Source extract:
Work's been fun, and the bike rides back and fourth pretty adventurous. Winter made a quick comeback this week, so I've been cycling in blizzard-like conditions a couple of times too. One day the weather was so intense I almost gave up and walked, the wind howling, sleet, rain and snow combined, hailing down upon me pushing me back as I dangerously strained that bike pedal that fell off last week, taking care at least to lean more on the handles if it'd slip again. The seat's been starting to sink too, so we bought a little clasp-type thing that'll hopefully keep it in place. Crappy bike: agreed.

I played some Dirt 3 earlier in the week, and I must say... I think I liked the older games better. Graphically it's awesome, but in terms of controls it's just... not as fun as it used to be! Not as simple! But back when I played Colin McRae 2.0 for the first time that felt like the most realistic driving experience I'd ever had; it's funny how time changes your perspective. Looking at graphics now I can imagine how games will continually keep improving and we'll always have that woah, they've done it now - it can't get better than this feeling when a new game comes out... I want to play some Oni right now, but I quell that impulse. I'm about to watch a part of a movie and consume my super-healthy breakfast , and then it's time for texting. I mean creative writing. I mean work. At least there's no way to get distracted when the net's cut off, in some strange way it's almost like a feeling of... relief!

Or maybe that's just my nose running like a mofo. Posted a bunch of music earlier this week btw, but the one with music from 2013 never made it for some reason... maybe soon! Also this, and don't forget Larry Griswold!!! And Internet's back btw, but there's no way I'll be able to finish my studies in time, or even stay awake till the deadline, looks like it'll the first one I miss this semester. Tis been a tiring but happy day. ;) Here's last week.

Week 11 - Work

It's been one of those hasty weeks again!

I started a part-time job this week, and cycled to it on Tuesday (that was just the paper-signing event though, on which a pedal fell off the bike on the way back while I was leaning to the side the pedal was on in the middle of a curve) Wednesday (actually I had a lift on that day, hadn't fixed the pedal yet either, just patched up my knee) and Thursday (pedal seems to be holding, but I'm looking to buy a better bike, one with pedals that don't fall off and maybe... gears), and from now on it'll be Monday (on which it snowed hellishly and I almost gave up and walked - in case I forget to mention that later on), Tuesday (today woot) and Thursday (that's the longer day, Mon/Tue are just a few hours) every week.

Written instruction:
Write the next part of the weekly blog entry about the new part-time job and the bike rides, picking up right after its last sentence.

Collected material:
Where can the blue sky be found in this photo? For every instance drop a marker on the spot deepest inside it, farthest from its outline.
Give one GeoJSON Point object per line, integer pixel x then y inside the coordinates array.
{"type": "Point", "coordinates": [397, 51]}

Solved problem:
It's a good job, not bad, not bad at all. Not well-paid but not troublesome or boring either... at least not yet. On Tuesday I was doubtful about it all, as I usually am with stuff like this, on Wednesday I was melancholy and tired cause for some reason I've been waking up a couple of hours before my alarm clock, and on Thursday... I felt great! I've spent way too much time preparing and reading up on things like contracts and taxes, and my employer didn't give me the most detailed specifics on what I'd be doing or how I should be doing it, or what I should do if this or that happens and what I shouldn't do or what people normally take for granted. But it's all good... now. I think I might be getting free lunches too.

With a job on the side I've been feeling much more efficient than I usually feel, doing other tasks at a pace I'm not used to. I thought I'd be procrastinating like usual. What happened? Can it be them bike-rides? The unexpectedly stimulating social interaction I am still new to after mostly being holed up at home freelancing? Or a boost in efficiency because earning money feels like a continual accomplishment (not that I was entirely broke before, but this is an appreciated boost)? Maybe it's just an initial phase of excitement that'll pass, though. I'll keep you posted on thse exciting developments! :P

I spent Friday and Saturday working on the graphics for a game that was supposed to be released yesterday but never made it on time. Not due to me, but due to the programmer bailing out last second (which probably had something to do with me not finishing the gfx until last second), but most of the visual artistry is now done, we're looking around for a new programmer and hoping to have it published before the week ends. And if that fails, it might turn into an entry for this years Stencyl Jam on NG (there be prizes in the pot yo).

On Sunday I played Minigolf with a buddy and then stayed up till midnight working on mah studies.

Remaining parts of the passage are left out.